- **Data to use**:
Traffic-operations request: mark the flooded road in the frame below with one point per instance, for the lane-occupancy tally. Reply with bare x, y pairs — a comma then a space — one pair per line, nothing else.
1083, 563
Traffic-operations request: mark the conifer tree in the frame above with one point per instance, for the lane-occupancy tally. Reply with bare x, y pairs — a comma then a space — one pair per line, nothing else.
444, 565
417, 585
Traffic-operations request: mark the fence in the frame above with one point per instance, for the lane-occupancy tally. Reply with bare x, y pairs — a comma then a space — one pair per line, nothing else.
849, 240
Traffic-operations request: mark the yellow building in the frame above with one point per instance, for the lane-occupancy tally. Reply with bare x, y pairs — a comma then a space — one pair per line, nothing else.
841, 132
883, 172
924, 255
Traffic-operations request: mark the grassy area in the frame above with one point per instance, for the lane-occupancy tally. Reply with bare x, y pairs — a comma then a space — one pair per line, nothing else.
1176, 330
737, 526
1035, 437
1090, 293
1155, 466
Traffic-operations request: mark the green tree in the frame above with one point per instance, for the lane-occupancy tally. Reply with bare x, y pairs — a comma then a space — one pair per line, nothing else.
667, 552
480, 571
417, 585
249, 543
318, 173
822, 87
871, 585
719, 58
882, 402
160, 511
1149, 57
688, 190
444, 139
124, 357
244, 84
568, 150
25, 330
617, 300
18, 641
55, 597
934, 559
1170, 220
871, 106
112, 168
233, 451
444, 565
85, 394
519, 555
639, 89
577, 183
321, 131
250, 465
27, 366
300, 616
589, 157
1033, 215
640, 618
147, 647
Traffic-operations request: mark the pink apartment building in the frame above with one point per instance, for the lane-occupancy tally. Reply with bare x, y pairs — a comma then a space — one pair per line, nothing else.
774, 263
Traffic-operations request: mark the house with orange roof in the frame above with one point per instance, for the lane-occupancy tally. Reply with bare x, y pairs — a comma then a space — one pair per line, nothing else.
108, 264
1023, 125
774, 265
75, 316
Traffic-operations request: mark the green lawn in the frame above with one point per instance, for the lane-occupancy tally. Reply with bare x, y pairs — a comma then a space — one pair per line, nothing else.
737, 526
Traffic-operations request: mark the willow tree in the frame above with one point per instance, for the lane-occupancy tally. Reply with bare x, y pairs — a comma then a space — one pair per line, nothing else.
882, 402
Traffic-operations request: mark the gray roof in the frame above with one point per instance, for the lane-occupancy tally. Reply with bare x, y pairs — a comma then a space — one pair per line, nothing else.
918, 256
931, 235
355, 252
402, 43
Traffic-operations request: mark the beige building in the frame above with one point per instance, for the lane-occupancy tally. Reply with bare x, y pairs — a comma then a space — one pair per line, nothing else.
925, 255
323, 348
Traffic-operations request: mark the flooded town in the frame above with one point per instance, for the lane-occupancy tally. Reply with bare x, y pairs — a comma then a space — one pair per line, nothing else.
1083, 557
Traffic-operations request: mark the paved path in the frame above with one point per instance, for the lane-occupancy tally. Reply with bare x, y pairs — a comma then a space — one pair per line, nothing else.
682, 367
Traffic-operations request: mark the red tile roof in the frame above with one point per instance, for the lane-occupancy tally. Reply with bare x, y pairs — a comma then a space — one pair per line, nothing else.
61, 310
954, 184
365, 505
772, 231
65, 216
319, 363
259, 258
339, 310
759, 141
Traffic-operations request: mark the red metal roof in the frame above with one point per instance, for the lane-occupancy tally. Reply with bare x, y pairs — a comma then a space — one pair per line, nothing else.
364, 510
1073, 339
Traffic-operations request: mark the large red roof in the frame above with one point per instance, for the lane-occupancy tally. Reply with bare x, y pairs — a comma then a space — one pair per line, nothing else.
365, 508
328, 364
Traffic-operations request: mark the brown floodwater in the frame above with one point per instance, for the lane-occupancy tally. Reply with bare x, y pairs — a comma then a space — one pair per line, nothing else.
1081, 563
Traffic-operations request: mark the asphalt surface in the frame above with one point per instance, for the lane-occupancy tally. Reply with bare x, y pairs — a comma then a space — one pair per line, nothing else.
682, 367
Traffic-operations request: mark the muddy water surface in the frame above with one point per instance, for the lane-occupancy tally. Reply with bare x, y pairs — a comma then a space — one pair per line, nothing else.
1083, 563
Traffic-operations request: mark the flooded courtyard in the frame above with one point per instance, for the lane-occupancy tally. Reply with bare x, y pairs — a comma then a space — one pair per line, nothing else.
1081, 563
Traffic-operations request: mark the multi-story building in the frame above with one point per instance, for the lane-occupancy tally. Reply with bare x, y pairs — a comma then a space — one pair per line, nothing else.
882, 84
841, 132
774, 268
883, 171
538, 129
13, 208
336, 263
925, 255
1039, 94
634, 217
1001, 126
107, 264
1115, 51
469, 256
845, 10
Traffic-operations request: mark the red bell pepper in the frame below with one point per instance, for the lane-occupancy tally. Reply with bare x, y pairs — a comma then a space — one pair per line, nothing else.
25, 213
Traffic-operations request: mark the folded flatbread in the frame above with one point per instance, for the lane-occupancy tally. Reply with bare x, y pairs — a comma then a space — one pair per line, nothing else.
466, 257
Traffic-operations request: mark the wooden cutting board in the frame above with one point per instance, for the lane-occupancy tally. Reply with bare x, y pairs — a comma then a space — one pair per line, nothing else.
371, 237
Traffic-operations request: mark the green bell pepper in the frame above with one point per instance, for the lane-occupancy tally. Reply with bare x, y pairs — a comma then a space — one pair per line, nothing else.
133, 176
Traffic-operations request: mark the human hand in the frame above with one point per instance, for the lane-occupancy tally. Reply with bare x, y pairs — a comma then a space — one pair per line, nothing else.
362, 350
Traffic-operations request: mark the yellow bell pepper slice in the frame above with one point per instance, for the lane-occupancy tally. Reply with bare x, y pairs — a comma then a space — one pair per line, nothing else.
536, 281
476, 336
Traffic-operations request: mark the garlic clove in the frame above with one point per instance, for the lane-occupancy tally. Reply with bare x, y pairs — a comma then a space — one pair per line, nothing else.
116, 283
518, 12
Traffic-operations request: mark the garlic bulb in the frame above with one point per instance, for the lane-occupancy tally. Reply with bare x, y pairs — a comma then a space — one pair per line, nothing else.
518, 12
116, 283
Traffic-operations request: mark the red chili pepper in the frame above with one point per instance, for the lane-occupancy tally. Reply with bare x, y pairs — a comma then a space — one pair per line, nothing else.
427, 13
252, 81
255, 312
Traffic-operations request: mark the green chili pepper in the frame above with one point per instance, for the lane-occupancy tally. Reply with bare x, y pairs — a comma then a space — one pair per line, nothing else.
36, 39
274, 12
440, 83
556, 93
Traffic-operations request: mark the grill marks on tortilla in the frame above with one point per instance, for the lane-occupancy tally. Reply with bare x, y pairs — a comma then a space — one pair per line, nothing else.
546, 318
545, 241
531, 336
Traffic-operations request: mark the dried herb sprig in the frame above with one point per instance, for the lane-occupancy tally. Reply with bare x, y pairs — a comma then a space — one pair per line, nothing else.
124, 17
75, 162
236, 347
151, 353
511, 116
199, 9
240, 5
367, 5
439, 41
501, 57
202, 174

- **Try it**: Return every line of the material exactly.

- **Reply to the task**:
Traffic-operations request: mark the flooded road in the frame below with one point per instance, for the lane-occupancy tally. Reply with bare x, y pairs — a comma then a space — one pair per line, nothing else.
1083, 563
Traffic-operations request: mark the conifer tree in the frame above with one point per instance, for the lane-occupancy tally. Reply with bare x, y pairs — a comma then a space — one pair per line, nothing else.
444, 565
417, 585
Traffic-operations request: mark the fence in the frame above with one point per instance, for the lane-occupancy tally. Reply with bare x, y pairs — a comma then a space — one pair per line, nothing else.
849, 240
Traffic-operations request: mark the yellow building in the frame above with one point per instance, for the lane-occupancy tally. Reply with bare x, y pairs — a comma then a space — one pair per line, nothing else.
841, 132
883, 172
924, 255
Traffic-operations request: mark the grassy area in the frame above with one point per instance, for the lane-occupancy tally. Reply with bare x, y pairs — a comma then a space — one pair per line, nothing else.
1176, 330
737, 526
1035, 437
1090, 293
1155, 466
Traffic-operations request: mark the green tree in the frame above with one point per instance, for the lane-occupancy tally. Reply with bare x, y pairs — a comma then a space — one pair per line, nothing else.
667, 552
480, 571
417, 585
249, 543
318, 173
822, 87
871, 585
719, 58
882, 402
160, 511
1149, 57
688, 190
444, 139
124, 357
244, 84
568, 150
25, 330
617, 300
18, 641
55, 597
934, 559
1170, 220
871, 106
112, 168
233, 451
444, 565
85, 394
519, 555
639, 89
577, 183
321, 131
250, 465
27, 366
300, 616
589, 157
1033, 215
640, 618
147, 647
Traffic-operations request: mark the pink apartment building in the frame above with one point per instance, for the lane-occupancy tally. Reply with bare x, y pairs — a comma then a space — one pair per line, nothing else.
774, 263
Traffic-operations request: mark the house with orange roof in the frame above with one point per instance, for the lane-occupancy tally. Reply with bare x, y pairs — a comma then a space — one pair per line, nothing else.
108, 264
1023, 125
774, 265
75, 316
Traffic-operations request: mark the green lawn in the frame above with one point per instance, for the lane-occupancy tally. Reply with bare x, y pairs — a comma then a space — one pair per line, nothing else.
737, 526
Traffic-operations request: mark the willow tree in the frame above with one point per instance, for the lane-occupancy tally. Reply with bare x, y pairs — a comma then a space — one pair per line, nothing else.
882, 402
Traffic-operations request: mark the gray roof in the frame above with one point per instance, for the lane-occupancy tally. Reply with bare x, y pairs — a comma then a space — one pair per line, nothing else.
918, 256
931, 235
355, 252
402, 43
Traffic-operations request: mark the beige building in the frame above with one point per instance, for the lane-occupancy tally. Reply with bare x, y pairs — a comma then a space — one pair per line, nothing else.
925, 255
323, 348
Traffic-operations request: mark the flooded town in the frame above with one point per instance, for the lane-occupancy tally. Reply with bare x, y pairs — a comma then a space — one pair per line, nothing else.
1083, 557
Traffic-operations request: mark the paved path in the frame above with one point per instance, for the lane-occupancy tally. Reply with bare x, y pairs — a comma then a space — one pair per line, nothing else.
682, 367
Traffic-operations request: mark the red tile roof in the frame above with one point per instance, for the lane-occupancy tally. Reply with bare x, y pairs — a comma then a space — one pair per line, nothing else.
61, 310
954, 184
365, 505
772, 231
65, 216
319, 363
259, 258
339, 310
759, 141
Traffic-operations request: mark the red metal roof in the frame above with one point per instance, for the lane-occupancy tally. Reply with bare x, y pairs — a comma then a space — one pair per line, nothing else.
364, 510
1073, 339
Traffic-operations request: mark the large red roof in the frame above with one point per instance, for the lane-occupancy tally. Reply with bare x, y pairs — a comma then a space — one pair per line, nothing else.
365, 508
328, 364
Traffic-operations request: mark the brown floodwater in the frame above with one point per instance, for the lane-occupancy tally. Reply with bare x, y pairs — a comma then a space — one pair per line, nothing else.
1081, 563
Traffic-operations request: mark the asphalt surface in the frame above with one point per instance, for the lane-occupancy tally. Reply with bare x, y pairs — a comma then a space — one pair per line, nothing else.
682, 367
Traffic-operations request: mark the muddy water surface in the frame above with one point per instance, for the lane-occupancy tally. Reply with bare x, y pairs — a comma then a space — one pair per line, nothing else.
1083, 563
Traffic-operations request: mark the flooded courtyard in the frame above with one point per instance, for the lane-occupancy tally. Reply with bare x, y pairs — a comma then a space — one pair per line, nothing else.
1081, 563
Traffic-operations request: mark the multi-story building in the frame above with one point per instance, for the lane-occupancy tally. Reply with bare x, y pairs — a comma then a space — one pair per line, nothing else.
882, 84
841, 132
774, 268
883, 171
538, 129
13, 208
336, 263
925, 255
1039, 94
634, 217
1001, 126
107, 264
1115, 51
469, 256
845, 10
Traffic-operations request: mark the red bell pepper in the frame below with one point per instance, for the lane-occupancy tally. Reply with bare x, y pairs — a comma then a space — one pair per line, nothing else.
25, 213
Traffic-operations request: mark the folded flatbread in the frame above with one point per instance, for the lane-occupancy tally. Reply with bare x, y pairs — a comma then a space — one pair per line, nothing else.
466, 257
Traffic-operations request: mark the wooden cutting board in the frame above with one point per instance, for the lane-occupancy tally. Reply with bare x, y pairs — a comma then a space — one pair per line, nothing else.
371, 237
Traffic-operations request: mark the green bell pepper in the frame above with one point per instance, for the lane-occupancy tally. Reply with bare x, y pairs — a comma then a space — one pair per line, nothing else.
133, 176
Traffic-operations request: mark the human hand in the frame above with one point per instance, for the lane-occupancy tally. Reply with bare x, y pairs — a comma then a space — one pair per line, nothing else.
362, 350
Traffic-operations request: mark the yellow bell pepper slice in the frame above with one point per instance, for the lane-occupancy tally. Reply with bare x, y pairs — a comma then a space — one pair per line, nothing else.
536, 281
476, 336
Traffic-operations request: mark the garlic clove in the frame above with one point per instance, for the lane-occupancy tally. Reply with bare x, y pairs — a comma then a space — one pair per line, nothing else.
116, 283
518, 12
Traffic-operations request: mark the garlic bulb in the frame above with one point per instance, for the lane-occupancy tally. Reply with bare x, y pairs — a comma then a space — one pair per line, nothing else.
518, 12
116, 283
Traffic-operations request: mark the red chili pepper in the frame above with one point per instance, for the lane-occupancy tally. Reply with bare x, y pairs — a comma then a space — one pair per line, nothing else.
427, 13
252, 81
255, 312
Traffic-operations request: mark the green chili pepper in the frame above with one point per instance, for the lane-occupancy tally. Reply with bare x, y pairs — a comma then a space — one pair per line, nothing else.
36, 39
274, 12
440, 83
556, 93
Traffic-operations request: mark the grill marks on tortilla in the frame above with one point per instance, for the lane-occupancy tally. Reply with bare x, y pairs — a comma then a space — one pair per line, nothing else.
546, 318
545, 241
531, 336
Traffic-operations request: mark the dried herb sprig in the frame above with one point per instance, for the lane-occupancy tally. Reply with bare x, y pairs — a comma then a space — one pair per line, nothing else.
124, 17
75, 162
236, 347
151, 353
511, 116
199, 9
240, 5
367, 5
439, 41
501, 57
202, 174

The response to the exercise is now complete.